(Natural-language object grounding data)
******
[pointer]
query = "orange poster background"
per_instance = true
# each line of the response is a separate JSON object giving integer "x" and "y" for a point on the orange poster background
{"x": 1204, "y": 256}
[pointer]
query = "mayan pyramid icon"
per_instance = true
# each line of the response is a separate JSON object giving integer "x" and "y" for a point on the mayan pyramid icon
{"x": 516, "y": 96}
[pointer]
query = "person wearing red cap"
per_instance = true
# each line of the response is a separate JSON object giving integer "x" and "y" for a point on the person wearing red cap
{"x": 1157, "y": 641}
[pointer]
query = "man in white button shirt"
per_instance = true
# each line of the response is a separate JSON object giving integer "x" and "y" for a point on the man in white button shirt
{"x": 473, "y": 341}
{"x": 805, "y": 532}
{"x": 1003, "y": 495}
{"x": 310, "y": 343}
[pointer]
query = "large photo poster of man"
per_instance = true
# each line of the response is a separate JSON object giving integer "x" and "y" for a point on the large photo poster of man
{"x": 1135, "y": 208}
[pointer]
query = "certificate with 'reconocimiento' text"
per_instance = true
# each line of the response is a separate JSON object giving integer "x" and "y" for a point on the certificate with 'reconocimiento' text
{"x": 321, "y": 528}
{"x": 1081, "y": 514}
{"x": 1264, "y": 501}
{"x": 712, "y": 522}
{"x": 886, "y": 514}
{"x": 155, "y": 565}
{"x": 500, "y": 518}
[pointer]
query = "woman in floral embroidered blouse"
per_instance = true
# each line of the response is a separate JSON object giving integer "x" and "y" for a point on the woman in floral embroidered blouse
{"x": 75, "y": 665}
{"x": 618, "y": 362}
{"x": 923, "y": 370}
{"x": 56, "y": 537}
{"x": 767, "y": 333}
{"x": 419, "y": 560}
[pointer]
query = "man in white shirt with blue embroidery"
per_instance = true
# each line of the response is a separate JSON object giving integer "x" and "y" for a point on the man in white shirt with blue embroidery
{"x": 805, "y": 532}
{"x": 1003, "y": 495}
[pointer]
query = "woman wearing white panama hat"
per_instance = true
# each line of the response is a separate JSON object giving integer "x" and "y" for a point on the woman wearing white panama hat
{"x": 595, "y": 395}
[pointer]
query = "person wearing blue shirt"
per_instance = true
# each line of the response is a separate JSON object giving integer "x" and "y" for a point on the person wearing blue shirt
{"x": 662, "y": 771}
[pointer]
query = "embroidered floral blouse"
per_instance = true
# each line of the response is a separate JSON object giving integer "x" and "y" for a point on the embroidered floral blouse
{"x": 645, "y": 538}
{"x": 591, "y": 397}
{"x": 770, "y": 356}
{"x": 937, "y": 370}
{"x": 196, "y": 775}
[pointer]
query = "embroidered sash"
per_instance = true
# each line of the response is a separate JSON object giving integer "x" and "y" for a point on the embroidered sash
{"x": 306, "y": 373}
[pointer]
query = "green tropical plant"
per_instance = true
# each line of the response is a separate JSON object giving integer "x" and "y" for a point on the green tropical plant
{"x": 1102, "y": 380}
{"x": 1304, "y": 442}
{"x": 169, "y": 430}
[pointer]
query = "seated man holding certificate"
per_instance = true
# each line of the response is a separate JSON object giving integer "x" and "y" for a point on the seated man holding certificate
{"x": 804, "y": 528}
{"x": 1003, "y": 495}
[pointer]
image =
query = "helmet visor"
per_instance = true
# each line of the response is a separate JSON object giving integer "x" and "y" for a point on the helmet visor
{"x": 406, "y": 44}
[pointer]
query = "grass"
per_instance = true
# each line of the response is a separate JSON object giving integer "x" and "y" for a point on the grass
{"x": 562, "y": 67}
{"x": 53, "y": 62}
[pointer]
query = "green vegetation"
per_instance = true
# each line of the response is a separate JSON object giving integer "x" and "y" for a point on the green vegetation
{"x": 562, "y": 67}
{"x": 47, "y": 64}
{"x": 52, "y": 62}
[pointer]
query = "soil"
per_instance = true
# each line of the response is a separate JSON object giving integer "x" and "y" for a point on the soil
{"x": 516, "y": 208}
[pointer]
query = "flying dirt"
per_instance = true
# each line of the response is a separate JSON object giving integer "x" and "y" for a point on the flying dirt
******
All records should be written out again exactly as given.

[pointer]
query = "orange poster background"
per_instance = true
# each line of the response is a separate JSON object giving integer "x" and "y" for a point on the orange poster background
{"x": 1204, "y": 256}
[pointer]
query = "mayan pyramid icon"
per_instance = true
# each line of the response is a separate JSON object giving integer "x" and "y" for a point on the mayan pyramid icon
{"x": 516, "y": 96}
[pointer]
query = "person wearing red cap"
per_instance = true
# each line of the response is a separate JSON object giving integer "x" and "y" for a point on the person wearing red cap
{"x": 1157, "y": 641}
[pointer]
query = "man in white button shirt"
per_instance = true
# each line of the response is a separate JSON object giving integer "x" and "y" for a point on the man in white button shirt
{"x": 473, "y": 341}
{"x": 805, "y": 532}
{"x": 1003, "y": 495}
{"x": 310, "y": 343}
[pointer]
query = "large photo poster of man"
per_instance = true
# each line of the response is a separate JSON object giving integer "x" and "y" for a point on the large photo poster of man
{"x": 1135, "y": 208}
[pointer]
query = "certificate with 'reconocimiento' text"
per_instance = true
# each line of the response is a separate JSON object giving integer "x" and "y" for a point on the certificate with 'reconocimiento' text
{"x": 321, "y": 528}
{"x": 1081, "y": 514}
{"x": 1264, "y": 501}
{"x": 712, "y": 522}
{"x": 886, "y": 514}
{"x": 155, "y": 565}
{"x": 500, "y": 518}
[pointer]
query = "woman in floral embroidered blouse"
per_instance = true
# each line of the response is a separate JSON object giving integer "x" and "y" for a point on the woman in floral embroidered blouse
{"x": 75, "y": 665}
{"x": 618, "y": 362}
{"x": 923, "y": 370}
{"x": 56, "y": 537}
{"x": 767, "y": 333}
{"x": 419, "y": 560}
[pointer]
query = "man in white shirt with blue embroidery"
per_instance = true
# each line of the response is a separate JSON object giving integer "x" and "y" for a point on the man in white shirt with blue embroidery
{"x": 805, "y": 532}
{"x": 1003, "y": 495}
[pointer]
query = "woman wearing white panama hat"
per_instance = true
# each line of the response is a separate JSON object giving integer "x" and "y" for a point on the woman wearing white panama hat
{"x": 595, "y": 395}
[pointer]
query = "person wearing blue shirt"
per_instance = true
# each line of the response is a separate JSON object giving integer "x" and "y" for a point on the person wearing blue shirt
{"x": 662, "y": 771}
[pointer]
query = "embroidered floral blouse"
per_instance = true
# each line of the response is a separate JSON object giving integer "x" and "y" for a point on the embroidered floral blouse
{"x": 645, "y": 538}
{"x": 591, "y": 397}
{"x": 770, "y": 356}
{"x": 937, "y": 370}
{"x": 196, "y": 775}
[pointer]
query = "embroidered sash"
per_instance = true
# each line of the response is a separate JSON object giving integer "x" and "y" for a point on the embroidered sash
{"x": 306, "y": 373}
[pointer]
query = "green tropical plant"
per_instance = true
# each line of the response is a separate JSON object giving integer "x" and "y" for a point on the green tropical plant
{"x": 1102, "y": 380}
{"x": 1304, "y": 442}
{"x": 169, "y": 430}
[pointer]
query = "seated man holding certificate"
per_instance = true
# each line of the response is a separate JSON object giving integer "x" and "y" for a point on the seated man holding certificate
{"x": 804, "y": 528}
{"x": 1003, "y": 495}
[pointer]
image =
query = "helmet visor"
per_instance = true
# each line of the response is a separate JSON object giving integer "x" and "y" for a point on the helmet visor
{"x": 406, "y": 44}
[pointer]
query = "grass"
per_instance = true
# each line of the response is a separate JSON object giving integer "x" and "y" for a point on the grass
{"x": 562, "y": 67}
{"x": 53, "y": 62}
[pointer]
query = "green vegetation"
per_instance = true
# each line of the response is a separate JSON object giving integer "x" and "y" for a point on the green vegetation
{"x": 562, "y": 67}
{"x": 47, "y": 64}
{"x": 52, "y": 62}
[pointer]
query = "soil"
per_instance = true
# each line of the response is a separate JSON object giving integer "x" and "y" for a point on the soil
{"x": 516, "y": 208}
[pointer]
query = "flying dirt"
per_instance = true
# each line of the response is a separate JSON object giving integer "x" and "y" for a point on the flying dirt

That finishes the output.